───── PROVIDED DATA ─────
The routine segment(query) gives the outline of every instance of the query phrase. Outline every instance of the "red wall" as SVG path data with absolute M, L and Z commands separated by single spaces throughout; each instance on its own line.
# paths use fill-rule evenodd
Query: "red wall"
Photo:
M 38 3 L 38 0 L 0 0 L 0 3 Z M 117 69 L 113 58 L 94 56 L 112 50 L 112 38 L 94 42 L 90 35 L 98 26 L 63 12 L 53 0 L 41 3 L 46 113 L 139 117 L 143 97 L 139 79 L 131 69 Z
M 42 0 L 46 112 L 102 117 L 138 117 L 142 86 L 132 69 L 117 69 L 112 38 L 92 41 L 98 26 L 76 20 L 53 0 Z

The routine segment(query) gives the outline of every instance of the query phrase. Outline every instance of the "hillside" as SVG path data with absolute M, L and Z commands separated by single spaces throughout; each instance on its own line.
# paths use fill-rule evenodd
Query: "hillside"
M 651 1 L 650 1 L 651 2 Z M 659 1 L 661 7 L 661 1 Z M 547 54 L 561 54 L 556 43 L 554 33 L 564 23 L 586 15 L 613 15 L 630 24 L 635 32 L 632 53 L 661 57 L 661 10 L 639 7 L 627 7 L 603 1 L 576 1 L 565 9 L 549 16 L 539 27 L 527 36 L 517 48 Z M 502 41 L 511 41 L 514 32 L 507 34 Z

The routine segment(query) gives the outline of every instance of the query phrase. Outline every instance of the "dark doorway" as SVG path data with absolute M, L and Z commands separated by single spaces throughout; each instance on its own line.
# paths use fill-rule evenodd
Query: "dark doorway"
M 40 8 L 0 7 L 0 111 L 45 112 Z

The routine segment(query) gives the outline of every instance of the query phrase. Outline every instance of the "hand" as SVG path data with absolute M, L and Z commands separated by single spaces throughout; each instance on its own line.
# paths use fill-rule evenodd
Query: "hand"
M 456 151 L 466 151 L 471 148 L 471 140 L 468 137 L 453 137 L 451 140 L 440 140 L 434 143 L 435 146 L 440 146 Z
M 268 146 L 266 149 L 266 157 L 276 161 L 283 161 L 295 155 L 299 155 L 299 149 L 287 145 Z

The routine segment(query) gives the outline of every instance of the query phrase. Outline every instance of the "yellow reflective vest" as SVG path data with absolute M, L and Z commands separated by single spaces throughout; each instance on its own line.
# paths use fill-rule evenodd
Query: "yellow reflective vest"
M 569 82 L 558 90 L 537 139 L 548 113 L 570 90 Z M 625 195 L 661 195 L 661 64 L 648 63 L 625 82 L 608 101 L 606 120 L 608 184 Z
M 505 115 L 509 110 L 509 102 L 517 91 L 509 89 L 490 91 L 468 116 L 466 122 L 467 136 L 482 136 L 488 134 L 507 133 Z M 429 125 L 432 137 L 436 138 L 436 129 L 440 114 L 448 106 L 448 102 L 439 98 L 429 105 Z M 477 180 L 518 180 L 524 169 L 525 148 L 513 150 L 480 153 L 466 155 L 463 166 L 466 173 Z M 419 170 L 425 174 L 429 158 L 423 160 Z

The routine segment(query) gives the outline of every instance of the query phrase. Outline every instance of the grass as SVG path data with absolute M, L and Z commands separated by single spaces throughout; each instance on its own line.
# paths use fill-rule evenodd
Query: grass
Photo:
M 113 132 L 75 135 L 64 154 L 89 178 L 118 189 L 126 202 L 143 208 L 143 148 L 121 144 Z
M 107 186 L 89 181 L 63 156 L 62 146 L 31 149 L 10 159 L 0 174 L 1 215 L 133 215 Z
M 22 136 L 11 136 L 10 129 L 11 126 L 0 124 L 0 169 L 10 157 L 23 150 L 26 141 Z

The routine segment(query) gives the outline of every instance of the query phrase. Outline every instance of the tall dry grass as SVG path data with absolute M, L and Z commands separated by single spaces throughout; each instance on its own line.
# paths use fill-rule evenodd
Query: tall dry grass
─────
EXERCISE
Return each line of the records above that contains the word "hillside", copying it in full.

FINAL RESULT
The routine segment(query) gives the outline of every instance of the query phrase. Outline every instance of the "hillside" as SVG path data with absolute M, L and Z commands separated by single spaces throughout; each instance on its own line.
Query: "hillside"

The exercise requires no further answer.